American Psychological Foundation
The American Psychological Foundation (APF) received more than $182,500 in contributions last fall from four well-known APA members. The lion's share of these contributions will support the growth of the APF General Fund, which ensures the efficient functioning of the foundation across all of itsactivities.
The donors are:
M. Brewster Smith, PhD, APA's 1978 president, who donated more than $107,500.
"As I look back on six decades of involvement in psychology," Smith says, "I feel very grateful for the way that psychology and the APA have been woven into the fabric of my life. The foundation speaks for all psychology. It provides a way in which psychologists with the widest variety of special interests and concerns can selectively support those concerns as they involve the field."
After serving in World War II as an enlisted psychologist focusing on personnel selection and as an officer active in survey and mass communication research, Smith became increasingly concerned with the applications of psychology to peace, the avoidance of nuclear and environmental catastrophe and the promotion of social justice. In the conceptual and organizational affairs of psychology, he has sought to mitigate the strain between science and practice as well as to further scientific empiricism within the discipline while recognizing cultural and historical contexts.
"I hope that others in a position to do so will also augment the APF's general endowment," Smith adds, "because such support creates both stability and flexibility for the foundation in facilitating its valuable work."
Dorothy W. Cantor, PsyD, APA's 1997 president, who pledged $50,000. Cantor believes her contribution "reflects a commitment to the foundation's goal to expand funding of innovative programs and research."
"I have asked that my gift be directed toward the development of the new APF focus on the mind-body connection, particularly in regard to women and heart disease," she says.
Cantor has been an active advocate for professional psychology since she earned her degree from the Rutgers University Graduate School of Applied and Professional Psychology in 1976. Cantor chaired the Psychology in the Schools Committee of the New Jersey Psychological Association (NJPA) and later became a member of the NJPA board and its president (1986). She was a member of the APA Council of Representatives for New Jersey and a member of the APA Board of Directors. Cantor initiated the Task Force on the Changing Gender Composition of Psychology and the Task Force on Urban Initiatives while serving on the APA Board, as well as the Task Force on Adolescent Girls. She is currently chair of the APA Insurance Trust. She maintains a full-time private practice in Westfield, N.J., and has just assumed APF's presidency.
Ruth G. Matarazzo, PhD, and Joseph D. Matarazzo, PhD, who donated $25,000 to follow up a $43,000 gift made in 1997. After their original donation, the APF trustees recognized the Matarazzos by naming one of the foundation's graduate scholarships in their honor. This second gift will help ensure the scholarship in perpetuity.
"We each recall the impact that predoctoral fellowships had on our two careers," says Ruth Matarazzo. "Thus, we are happy to be able to pay back that debt by helping tomorrow's generation of soon-to-be psychologist colleagues."
Ruth Matarazzo has been on the faculty of the Oregon Health Sciences University School of Medicine since 1957, as a professor from 1967 to 1999 and as women liaison officer to the Association of American Medical Colleges from 1978 to 1990. She has been president of the Portland and Oregon Psychological Associations, served as Oregon's delegate to APA's Council of Representatives and as a board member of the Western Psychological Association. Her APA governance activities have included the Committee on Accreditation, the Policy and Planning Board, the Board of Educational Affairs and the Membership Committee. She has been active in community and national groups promoting the status of women, historic preservation and opera.
Joseph Matarazzo has served as chair of the department of medical psychology at the Oregon Health Sciences University School of Medicine for the past 40 years. He has also served as president of numerous organizations, including the APA in 1989, the APF from 1994 until last year, the American Association of State Psychology Boards, the International Council of Psychologists and the Academy of Behavioral Medicine Research.
Ted Baroody is assistant director of the American Psychological Foundation.

◆ Raw data ◆

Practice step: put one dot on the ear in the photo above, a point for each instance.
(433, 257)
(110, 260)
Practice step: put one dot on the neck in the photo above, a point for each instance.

◆ What you will do ◆
In the text on gifts to the American Psychological Foundation, list the task forces that Dorothy W. Cantor initiated while serving on the APA Board.

◆ Response ◆
- Task Force on the Changing Gender Composition of Psychology
- Task Force on Urban Initiatives
- Task Force on Adolescent Girls